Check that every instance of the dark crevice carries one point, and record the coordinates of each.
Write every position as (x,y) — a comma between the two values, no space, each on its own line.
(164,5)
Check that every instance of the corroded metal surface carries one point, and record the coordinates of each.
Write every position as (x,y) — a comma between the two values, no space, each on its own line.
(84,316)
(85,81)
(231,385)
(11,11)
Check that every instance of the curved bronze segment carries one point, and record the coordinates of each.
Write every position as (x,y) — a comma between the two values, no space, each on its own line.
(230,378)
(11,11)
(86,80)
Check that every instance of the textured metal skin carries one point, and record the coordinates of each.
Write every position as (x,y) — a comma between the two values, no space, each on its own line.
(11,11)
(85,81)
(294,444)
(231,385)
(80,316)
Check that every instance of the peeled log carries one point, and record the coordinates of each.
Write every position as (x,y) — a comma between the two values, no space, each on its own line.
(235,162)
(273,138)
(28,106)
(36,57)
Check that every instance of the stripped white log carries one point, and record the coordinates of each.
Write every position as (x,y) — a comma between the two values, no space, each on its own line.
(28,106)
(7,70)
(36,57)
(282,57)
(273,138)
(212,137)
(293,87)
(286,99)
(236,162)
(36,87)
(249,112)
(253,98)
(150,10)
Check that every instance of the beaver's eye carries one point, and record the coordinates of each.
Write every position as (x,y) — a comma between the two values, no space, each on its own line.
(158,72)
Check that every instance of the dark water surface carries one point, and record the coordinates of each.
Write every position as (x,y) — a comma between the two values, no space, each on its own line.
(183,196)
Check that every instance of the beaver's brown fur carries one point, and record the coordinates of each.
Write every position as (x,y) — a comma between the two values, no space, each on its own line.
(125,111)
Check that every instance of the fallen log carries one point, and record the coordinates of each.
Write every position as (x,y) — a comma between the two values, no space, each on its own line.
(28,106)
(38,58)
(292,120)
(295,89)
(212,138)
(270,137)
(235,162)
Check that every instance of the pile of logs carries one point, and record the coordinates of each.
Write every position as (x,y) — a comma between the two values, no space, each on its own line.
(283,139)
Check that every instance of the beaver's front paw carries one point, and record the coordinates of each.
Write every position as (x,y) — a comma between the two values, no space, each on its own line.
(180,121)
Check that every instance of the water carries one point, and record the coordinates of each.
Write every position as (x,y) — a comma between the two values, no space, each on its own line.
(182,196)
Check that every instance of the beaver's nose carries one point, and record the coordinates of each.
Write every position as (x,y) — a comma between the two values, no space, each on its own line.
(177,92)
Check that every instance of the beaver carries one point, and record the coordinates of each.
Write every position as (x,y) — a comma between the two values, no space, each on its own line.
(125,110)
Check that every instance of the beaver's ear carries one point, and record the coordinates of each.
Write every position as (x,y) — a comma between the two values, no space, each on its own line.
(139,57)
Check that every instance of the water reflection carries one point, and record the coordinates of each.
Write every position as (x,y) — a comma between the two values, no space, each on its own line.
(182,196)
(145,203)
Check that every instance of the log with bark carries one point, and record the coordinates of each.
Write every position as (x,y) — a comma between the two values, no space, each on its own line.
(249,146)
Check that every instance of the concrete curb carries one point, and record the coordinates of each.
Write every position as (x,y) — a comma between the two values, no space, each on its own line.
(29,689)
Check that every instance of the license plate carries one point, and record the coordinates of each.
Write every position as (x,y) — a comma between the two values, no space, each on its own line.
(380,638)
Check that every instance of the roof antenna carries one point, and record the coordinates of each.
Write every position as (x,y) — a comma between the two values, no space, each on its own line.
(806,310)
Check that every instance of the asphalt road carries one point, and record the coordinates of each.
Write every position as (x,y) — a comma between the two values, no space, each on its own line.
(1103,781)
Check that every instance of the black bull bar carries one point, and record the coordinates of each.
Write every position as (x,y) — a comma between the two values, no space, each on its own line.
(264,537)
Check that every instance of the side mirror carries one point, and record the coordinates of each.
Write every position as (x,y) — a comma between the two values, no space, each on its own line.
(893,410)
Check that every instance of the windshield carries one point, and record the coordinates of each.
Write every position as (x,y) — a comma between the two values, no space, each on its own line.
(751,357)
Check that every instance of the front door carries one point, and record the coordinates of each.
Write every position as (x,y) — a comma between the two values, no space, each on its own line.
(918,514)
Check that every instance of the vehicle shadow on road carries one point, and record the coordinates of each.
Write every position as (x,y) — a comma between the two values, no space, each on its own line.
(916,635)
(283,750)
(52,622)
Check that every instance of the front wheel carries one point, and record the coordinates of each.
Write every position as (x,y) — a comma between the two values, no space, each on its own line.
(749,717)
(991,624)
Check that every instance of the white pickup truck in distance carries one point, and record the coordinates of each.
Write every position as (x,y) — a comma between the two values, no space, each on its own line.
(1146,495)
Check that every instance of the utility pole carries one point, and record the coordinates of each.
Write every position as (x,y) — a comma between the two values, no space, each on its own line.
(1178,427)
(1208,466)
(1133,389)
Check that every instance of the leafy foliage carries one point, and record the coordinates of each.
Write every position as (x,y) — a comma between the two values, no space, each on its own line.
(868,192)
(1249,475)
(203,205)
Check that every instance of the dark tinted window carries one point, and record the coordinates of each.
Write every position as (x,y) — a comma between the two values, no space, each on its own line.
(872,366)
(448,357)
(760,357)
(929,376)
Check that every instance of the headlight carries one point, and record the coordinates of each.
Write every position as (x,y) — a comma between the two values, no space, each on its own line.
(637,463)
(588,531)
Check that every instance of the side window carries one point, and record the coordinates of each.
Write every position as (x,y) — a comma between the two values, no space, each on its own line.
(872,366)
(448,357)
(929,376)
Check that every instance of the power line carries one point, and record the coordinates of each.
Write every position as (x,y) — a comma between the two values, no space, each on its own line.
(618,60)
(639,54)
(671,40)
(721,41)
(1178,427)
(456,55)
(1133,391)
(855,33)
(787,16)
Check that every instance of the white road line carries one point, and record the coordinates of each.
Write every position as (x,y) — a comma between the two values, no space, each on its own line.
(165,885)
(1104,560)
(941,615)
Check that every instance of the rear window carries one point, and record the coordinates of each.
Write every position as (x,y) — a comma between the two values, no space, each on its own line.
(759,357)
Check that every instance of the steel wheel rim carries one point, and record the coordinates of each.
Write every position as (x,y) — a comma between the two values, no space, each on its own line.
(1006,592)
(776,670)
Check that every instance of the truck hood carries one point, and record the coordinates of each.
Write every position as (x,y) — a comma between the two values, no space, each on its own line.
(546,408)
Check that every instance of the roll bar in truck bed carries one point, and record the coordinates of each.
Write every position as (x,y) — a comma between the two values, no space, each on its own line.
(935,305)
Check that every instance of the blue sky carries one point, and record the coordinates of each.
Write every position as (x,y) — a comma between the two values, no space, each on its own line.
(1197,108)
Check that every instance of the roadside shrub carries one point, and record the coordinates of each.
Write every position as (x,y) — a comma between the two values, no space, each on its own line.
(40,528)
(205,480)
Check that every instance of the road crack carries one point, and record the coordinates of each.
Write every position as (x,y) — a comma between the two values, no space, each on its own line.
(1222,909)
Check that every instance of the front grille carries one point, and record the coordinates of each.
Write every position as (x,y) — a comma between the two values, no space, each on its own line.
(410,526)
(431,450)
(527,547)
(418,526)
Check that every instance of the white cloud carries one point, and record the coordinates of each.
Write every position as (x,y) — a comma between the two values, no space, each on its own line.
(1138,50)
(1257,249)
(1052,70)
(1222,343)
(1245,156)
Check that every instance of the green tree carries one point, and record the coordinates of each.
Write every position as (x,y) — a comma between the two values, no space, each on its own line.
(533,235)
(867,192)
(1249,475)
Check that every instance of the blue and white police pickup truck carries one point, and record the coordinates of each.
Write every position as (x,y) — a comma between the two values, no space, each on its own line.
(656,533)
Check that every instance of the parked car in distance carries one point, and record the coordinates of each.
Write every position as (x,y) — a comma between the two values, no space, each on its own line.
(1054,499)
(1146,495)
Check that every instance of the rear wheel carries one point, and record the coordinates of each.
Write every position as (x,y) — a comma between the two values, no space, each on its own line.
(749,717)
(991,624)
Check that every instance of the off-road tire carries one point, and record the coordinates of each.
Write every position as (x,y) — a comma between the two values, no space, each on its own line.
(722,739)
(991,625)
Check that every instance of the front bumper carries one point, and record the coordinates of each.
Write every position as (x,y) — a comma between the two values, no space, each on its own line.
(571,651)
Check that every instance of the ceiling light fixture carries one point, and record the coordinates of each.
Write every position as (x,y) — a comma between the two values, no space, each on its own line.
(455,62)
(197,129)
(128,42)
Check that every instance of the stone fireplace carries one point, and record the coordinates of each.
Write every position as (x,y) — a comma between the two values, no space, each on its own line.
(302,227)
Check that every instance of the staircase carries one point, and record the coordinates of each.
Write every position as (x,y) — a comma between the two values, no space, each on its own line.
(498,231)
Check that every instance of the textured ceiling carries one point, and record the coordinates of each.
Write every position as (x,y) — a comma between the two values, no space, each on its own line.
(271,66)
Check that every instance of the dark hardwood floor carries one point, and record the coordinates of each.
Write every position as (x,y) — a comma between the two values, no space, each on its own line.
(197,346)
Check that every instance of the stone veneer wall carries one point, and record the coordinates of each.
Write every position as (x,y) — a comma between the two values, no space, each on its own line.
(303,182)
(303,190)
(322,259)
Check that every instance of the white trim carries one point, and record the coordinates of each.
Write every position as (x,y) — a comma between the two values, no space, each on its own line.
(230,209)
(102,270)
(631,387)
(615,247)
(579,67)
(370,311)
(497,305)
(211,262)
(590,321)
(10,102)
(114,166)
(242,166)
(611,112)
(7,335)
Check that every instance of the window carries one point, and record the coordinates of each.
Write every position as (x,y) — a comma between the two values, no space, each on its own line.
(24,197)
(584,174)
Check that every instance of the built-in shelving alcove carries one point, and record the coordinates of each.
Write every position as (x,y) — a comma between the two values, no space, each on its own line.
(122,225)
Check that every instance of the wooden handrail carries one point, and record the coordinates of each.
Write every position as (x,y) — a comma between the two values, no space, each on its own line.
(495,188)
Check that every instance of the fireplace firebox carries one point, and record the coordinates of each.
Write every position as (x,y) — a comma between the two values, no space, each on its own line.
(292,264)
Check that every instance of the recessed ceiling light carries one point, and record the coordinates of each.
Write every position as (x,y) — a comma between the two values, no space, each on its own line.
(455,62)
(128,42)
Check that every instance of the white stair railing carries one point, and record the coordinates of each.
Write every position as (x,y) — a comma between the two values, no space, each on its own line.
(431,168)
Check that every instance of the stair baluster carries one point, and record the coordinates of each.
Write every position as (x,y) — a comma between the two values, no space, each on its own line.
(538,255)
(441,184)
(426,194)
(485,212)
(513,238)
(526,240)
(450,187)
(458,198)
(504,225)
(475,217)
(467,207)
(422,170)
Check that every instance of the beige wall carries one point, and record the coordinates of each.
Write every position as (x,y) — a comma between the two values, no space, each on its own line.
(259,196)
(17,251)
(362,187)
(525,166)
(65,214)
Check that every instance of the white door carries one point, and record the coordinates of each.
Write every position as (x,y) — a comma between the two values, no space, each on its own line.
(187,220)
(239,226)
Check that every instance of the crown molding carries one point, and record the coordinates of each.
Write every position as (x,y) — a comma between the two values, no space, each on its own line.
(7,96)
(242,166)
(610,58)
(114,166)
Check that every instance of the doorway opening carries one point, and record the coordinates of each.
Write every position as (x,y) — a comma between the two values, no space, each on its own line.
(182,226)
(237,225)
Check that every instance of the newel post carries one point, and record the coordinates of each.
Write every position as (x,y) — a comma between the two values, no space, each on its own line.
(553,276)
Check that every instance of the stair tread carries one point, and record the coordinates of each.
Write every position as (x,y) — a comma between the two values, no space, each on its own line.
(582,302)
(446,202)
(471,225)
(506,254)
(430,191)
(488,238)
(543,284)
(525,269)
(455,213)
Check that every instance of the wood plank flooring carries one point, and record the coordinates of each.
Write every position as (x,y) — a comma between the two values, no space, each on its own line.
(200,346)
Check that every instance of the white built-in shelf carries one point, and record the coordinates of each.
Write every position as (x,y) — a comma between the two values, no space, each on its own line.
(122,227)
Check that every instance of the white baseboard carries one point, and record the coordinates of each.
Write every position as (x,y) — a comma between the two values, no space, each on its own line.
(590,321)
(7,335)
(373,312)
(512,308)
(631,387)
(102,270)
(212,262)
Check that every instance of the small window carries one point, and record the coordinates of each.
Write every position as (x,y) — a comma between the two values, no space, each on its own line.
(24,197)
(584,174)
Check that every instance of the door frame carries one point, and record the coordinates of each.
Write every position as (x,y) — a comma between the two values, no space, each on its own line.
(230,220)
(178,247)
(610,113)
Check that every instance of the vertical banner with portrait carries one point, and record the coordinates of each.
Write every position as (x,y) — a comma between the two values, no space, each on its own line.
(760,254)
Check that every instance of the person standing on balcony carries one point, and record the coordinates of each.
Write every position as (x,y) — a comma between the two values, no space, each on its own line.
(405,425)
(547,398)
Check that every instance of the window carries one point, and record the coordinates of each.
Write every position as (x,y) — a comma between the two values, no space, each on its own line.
--
* [Set task] Reproduce the listing from the line containing "Check that every instance of the door frame" through the end of the listing, inclusive, substituting "is marked with a single point" for every occurrence of "carries one point" and leaving all else unchanged.

* [Result of this exercise]
Check that every instance of the door frame is marked with a single point, and record the coordinates of each.
Write every position as (x,y) — a comma between the two values, no space, each on its own line.
(230,220)
(178,247)
(610,113)
Check that every instance of the vertical banner with portrait is marked with a single point, and record the coordinates of each.
Write every position as (x,y) — a comma between the two values, no space, each on its own line.
(760,254)
Check that every instance of the person standing on balcony is marked with a single point, and record the coordinates of each.
Write every position as (x,y) — a comma between the two values, no space, each on its own line.
(405,425)
(547,398)
Check that every instance of the window is marked with a single point, and record the coordinates of each.
Write every position as (x,y) — a comma between the two values, no space, each on its own line.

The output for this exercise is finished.